### Entries provided
===============

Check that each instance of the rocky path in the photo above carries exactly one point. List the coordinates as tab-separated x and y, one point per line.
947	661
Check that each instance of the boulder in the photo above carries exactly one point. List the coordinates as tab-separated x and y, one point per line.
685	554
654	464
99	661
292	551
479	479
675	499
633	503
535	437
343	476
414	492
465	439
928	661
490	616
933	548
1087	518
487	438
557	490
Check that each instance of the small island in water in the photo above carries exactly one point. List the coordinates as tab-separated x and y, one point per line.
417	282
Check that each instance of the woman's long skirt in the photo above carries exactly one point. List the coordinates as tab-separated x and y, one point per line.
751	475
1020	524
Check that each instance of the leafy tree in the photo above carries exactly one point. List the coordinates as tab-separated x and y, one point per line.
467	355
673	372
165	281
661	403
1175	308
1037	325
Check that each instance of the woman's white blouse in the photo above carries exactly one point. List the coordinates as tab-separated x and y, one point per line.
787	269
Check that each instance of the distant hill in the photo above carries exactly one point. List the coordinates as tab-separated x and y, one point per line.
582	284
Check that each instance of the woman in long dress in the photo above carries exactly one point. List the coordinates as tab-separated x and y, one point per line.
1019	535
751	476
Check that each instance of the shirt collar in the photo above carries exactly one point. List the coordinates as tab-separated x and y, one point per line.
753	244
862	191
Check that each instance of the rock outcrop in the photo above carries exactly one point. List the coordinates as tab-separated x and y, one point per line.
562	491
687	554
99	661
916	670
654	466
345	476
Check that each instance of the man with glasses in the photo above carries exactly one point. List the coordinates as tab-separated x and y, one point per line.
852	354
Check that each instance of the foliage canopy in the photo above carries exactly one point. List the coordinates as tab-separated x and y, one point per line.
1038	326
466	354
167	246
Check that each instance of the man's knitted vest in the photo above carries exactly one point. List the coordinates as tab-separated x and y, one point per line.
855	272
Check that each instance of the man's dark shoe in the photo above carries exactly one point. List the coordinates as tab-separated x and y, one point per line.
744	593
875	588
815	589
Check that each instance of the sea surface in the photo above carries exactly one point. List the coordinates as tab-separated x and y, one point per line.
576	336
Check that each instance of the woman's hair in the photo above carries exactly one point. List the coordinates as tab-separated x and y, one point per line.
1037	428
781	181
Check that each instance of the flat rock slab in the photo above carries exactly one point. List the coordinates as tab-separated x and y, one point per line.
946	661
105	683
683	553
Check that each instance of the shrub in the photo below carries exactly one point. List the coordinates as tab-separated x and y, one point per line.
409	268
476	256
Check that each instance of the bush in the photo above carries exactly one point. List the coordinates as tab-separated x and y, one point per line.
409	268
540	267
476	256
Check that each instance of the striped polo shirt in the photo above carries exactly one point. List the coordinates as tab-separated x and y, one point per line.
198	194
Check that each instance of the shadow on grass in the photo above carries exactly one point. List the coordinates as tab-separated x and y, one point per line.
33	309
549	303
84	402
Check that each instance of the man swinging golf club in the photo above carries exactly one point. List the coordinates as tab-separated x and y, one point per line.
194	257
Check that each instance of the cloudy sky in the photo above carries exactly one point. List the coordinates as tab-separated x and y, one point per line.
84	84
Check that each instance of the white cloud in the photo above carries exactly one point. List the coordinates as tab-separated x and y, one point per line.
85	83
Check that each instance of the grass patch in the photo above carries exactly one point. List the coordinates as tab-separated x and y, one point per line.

===============

All of the entries need to be reproduced exactly; please write them out.

### Solution to this problem
Check that each instance of the rocky path in the photo above carries exactly one point. List the coordinates as tab-separated x and y, one point per line.
947	661
Check that each instance of the boulder in the photo above carries exactly one point. List the coordinates as tab-separated x and y, one point per line.
685	554
654	464
99	661
292	551
479	479
675	499
633	503
535	437
343	476
414	492
465	439
928	661
490	616
933	548
1087	518
487	438
557	490
Check that each instance of the small island in water in the photo above carries exactly one point. List the coordinates as tab-separated x and y, one point per line.
417	282
Check that each instance of the woman's long skirt in the photo above carries exactly one point. List the coordinates as tab-separated x and y, one point per line.
751	475
1020	524
Check that each instance of the leafy tree in the photo above carries exactly one point. List the coordinates as tab-separated x and y, one point per line.
467	355
673	372
165	281
661	403
1175	308
1037	325
Check that each instance of the woman's white blouse in the photo above carries exactly one point. List the coordinates as tab-separated x and y, one point per line.
787	269
Check that each instance of the distant hill in the photo above carries exactly one point. List the coordinates as tab-separated x and y, one point per line.
582	284
Check that each instance of the woman in long dress in the photo above carries exactly one point. List the coordinates as tab-separated x and y, one point per line.
1019	535
751	476
Check that each instance of the shirt collar in the photo above carries exactly one point. List the coordinates as tab-separated x and y, one point per line.
753	244
862	191
Check that each instance of the rock outcrop in the photo above carries exactly one point. List the coordinates as tab-separated x and y, one point per line.
562	491
687	554
99	661
916	670
654	466
345	476
Check that each instance of the man with glasses in the photo above carries exactly one point. List the coordinates as tab-separated x and y, one point per line.
852	354
Check that each instance of the foliage canopy in the photo above carries exactly one point. List the coordinates as tab-separated x and y, one point per line.
1038	326
466	354
167	246
Check that each instance of the man's knitted vest in the photo above carries exactly one point. List the coordinates as tab-separated x and y, one point per line.
855	272
Check that each instance of the man's dark shoe in the photo above carries exactly one point. List the coordinates as tab-separated x and y, one point per line.
744	593
875	588
815	589
Check that each instance of the sea surface in the photo above carries exactly one point. List the coordinates as tab-separated x and y, one point per line.
576	336
Check that each instance of the woman's hair in the photo above carries exactly one point. List the coordinates as tab-separated x and y, one point per line.
1037	428
781	181
Check that each instance of the flat rock slab in the photo above carries exactly one point. List the coordinates as tab-separated x and y, one point per line.
946	661
105	683
683	553
Check that each instance of the shrub in the photo below carries exactly one point. List the coordinates as tab-separated x and y, one point per line.
409	268
476	256
Check that each instance of the bush in the photo above carries exactly one point. List the coordinates as tab-separated x and y, one point per line.
409	268
540	267
476	256
Check that each instance of the striped polo shirt in the photo above carries exactly one point. List the coordinates as tab-separated x and y, one point per line.
198	194
Check that each instance of the shadow on grass in the photo above carries exactly one point. List the coordinates as tab-separated x and y, one point per line.
33	309
549	303
84	402
Check that each instance of the man swinging golf club in the photo above carries exactly one point. List the coordinates as tab-separated x and y, one point per line.
194	257
Check that each instance of the cloudy sky in the photo above carries exactly one point. List the coordinates as tab-separated x and y, one point per line.
84	84
Check that each instance of the white cloud in the photo above carries exactly one point. List the coordinates as tab-separated x and y, one point per line.
85	83
Check that each instance of the grass patch in the photo above carries exactly one point. List the coordinates as tab-separated x and y, one point per line.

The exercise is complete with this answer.